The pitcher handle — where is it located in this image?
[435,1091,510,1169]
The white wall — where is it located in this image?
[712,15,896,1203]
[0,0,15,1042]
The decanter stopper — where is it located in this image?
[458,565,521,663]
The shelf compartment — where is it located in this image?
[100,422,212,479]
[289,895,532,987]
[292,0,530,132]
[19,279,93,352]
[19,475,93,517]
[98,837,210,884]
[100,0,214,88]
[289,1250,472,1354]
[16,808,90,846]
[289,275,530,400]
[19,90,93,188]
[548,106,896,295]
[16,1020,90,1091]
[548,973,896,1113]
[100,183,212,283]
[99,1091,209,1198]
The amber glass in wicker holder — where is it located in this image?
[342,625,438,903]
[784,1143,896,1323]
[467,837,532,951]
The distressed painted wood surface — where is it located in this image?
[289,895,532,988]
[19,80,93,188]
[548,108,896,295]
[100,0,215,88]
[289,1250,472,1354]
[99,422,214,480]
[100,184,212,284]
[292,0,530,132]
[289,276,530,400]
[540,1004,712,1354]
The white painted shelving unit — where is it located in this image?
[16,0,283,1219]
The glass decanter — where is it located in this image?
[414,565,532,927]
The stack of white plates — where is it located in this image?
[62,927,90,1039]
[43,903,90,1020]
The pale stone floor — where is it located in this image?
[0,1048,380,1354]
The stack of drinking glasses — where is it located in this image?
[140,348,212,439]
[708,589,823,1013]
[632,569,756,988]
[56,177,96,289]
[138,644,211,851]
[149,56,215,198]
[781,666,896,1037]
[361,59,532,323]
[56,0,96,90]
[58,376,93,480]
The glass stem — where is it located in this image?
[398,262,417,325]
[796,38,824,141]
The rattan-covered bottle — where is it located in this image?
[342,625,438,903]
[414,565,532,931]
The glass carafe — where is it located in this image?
- - - -
Shift every bounding box coordinate in the answers up by 141, and write out again each line from the start of the material through the line that contains "[458,565,521,663]", including the lines with requests. Give those lines only.

The pitcher handle — where is it located in this image?
[576,1232,651,1310]
The white wall — where is it located in this image?
[853,156,1037,1344]
[141,141,156,1183]
The decanter stopper — where is it located in this image?
[599,706,662,804]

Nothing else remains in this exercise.